[TASK TO COMPLETE]: Locate every line in the rows below that contains the string "pond" and copy each of those lines. Letter case counts.

Data records

-*-*-

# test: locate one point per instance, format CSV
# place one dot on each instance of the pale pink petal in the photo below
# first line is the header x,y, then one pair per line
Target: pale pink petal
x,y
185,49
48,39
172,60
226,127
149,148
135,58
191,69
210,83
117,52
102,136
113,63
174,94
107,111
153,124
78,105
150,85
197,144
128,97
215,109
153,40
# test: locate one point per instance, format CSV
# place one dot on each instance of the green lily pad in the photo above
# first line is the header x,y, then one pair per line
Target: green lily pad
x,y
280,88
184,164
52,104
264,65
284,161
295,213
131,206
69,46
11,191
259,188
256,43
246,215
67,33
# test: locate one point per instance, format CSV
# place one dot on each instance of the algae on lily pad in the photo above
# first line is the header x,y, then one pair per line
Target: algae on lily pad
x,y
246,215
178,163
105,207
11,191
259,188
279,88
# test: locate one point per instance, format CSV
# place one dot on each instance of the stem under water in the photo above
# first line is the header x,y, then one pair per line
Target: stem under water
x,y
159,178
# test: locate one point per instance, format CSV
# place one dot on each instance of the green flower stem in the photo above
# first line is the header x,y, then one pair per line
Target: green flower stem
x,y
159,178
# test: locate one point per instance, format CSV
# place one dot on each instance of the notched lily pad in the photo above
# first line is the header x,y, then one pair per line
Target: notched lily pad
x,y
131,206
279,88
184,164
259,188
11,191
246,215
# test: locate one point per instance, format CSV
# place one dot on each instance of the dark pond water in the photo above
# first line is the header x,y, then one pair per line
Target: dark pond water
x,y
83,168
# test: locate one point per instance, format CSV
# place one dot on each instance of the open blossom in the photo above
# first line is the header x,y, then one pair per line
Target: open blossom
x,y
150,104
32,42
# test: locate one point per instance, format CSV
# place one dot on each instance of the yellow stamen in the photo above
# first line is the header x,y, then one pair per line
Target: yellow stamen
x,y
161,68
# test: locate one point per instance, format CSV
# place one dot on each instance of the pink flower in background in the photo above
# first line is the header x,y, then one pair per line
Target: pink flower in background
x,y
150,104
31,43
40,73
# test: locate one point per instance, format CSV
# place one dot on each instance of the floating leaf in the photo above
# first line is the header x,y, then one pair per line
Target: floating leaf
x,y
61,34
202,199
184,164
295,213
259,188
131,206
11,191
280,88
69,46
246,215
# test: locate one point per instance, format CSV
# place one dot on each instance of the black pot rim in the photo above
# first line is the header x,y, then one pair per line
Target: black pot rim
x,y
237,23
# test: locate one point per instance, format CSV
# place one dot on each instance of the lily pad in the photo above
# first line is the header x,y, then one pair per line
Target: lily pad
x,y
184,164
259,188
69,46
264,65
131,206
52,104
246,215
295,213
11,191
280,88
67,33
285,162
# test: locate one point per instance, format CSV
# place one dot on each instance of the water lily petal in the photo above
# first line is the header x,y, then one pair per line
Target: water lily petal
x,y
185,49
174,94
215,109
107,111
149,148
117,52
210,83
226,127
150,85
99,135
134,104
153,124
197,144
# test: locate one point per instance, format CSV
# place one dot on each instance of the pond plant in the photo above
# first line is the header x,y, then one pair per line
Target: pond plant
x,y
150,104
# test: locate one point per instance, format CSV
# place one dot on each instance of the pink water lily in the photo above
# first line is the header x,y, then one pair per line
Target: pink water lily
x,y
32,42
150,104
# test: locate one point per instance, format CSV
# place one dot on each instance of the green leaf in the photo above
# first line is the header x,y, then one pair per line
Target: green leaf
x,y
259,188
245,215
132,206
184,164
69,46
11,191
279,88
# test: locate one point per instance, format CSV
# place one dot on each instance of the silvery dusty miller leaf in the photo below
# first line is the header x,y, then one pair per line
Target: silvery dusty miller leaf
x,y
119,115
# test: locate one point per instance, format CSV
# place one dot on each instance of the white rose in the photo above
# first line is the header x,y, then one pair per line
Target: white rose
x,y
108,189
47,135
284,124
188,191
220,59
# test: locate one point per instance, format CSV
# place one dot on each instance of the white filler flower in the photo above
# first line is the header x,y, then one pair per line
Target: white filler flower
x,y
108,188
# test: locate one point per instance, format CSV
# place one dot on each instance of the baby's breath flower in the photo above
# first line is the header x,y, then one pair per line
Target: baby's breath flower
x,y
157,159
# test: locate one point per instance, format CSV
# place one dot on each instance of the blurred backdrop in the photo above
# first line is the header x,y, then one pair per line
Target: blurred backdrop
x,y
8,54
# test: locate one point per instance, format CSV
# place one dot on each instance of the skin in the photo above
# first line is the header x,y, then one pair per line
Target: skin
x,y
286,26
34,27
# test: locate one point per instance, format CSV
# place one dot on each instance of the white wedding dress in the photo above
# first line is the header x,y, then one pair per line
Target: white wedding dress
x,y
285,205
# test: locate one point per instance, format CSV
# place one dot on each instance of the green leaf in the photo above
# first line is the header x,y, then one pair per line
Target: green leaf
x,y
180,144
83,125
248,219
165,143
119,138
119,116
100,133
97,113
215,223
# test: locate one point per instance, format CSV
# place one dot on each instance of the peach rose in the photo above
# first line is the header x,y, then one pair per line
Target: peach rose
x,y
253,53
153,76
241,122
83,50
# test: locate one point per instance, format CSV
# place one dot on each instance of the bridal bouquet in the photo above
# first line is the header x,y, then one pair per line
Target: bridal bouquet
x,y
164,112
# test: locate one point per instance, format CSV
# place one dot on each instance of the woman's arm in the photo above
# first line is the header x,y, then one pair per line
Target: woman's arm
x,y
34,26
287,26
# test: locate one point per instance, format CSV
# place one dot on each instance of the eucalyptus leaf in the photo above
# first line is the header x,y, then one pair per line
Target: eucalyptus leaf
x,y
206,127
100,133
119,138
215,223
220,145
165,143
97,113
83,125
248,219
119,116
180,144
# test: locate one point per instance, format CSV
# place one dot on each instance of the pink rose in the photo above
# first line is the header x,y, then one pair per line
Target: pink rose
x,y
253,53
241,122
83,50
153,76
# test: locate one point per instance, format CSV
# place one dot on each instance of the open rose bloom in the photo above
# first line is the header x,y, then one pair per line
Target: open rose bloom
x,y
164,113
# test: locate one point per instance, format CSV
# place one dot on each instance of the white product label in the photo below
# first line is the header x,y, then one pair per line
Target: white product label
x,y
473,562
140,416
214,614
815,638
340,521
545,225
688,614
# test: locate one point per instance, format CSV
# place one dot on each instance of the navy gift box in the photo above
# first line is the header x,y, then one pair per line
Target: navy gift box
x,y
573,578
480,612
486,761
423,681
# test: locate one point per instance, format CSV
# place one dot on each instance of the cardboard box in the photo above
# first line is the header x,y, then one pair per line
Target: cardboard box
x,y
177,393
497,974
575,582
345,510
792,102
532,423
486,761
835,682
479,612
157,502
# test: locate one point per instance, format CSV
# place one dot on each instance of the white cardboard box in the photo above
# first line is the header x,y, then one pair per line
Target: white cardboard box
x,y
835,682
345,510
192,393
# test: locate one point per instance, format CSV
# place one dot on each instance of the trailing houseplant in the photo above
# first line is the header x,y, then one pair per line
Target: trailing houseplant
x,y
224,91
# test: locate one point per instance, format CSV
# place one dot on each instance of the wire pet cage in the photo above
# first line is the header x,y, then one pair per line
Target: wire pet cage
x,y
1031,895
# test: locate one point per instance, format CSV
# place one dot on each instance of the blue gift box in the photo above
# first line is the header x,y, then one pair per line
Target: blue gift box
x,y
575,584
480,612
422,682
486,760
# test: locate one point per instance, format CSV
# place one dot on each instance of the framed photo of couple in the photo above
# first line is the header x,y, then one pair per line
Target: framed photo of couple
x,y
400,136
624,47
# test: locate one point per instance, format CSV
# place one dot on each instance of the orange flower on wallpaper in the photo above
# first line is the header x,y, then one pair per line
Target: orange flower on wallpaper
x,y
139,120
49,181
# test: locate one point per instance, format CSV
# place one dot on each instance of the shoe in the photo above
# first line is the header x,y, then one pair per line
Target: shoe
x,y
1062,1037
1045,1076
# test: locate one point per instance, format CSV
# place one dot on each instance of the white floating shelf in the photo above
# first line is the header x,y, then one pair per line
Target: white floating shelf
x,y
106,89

-*-*-

[SOLUTION]:
# place one dot on each instance of the dark pond water in the photo above
Target: dark pond water
# place one dot on each instance of the pond plant in the photo above
Target: pond plant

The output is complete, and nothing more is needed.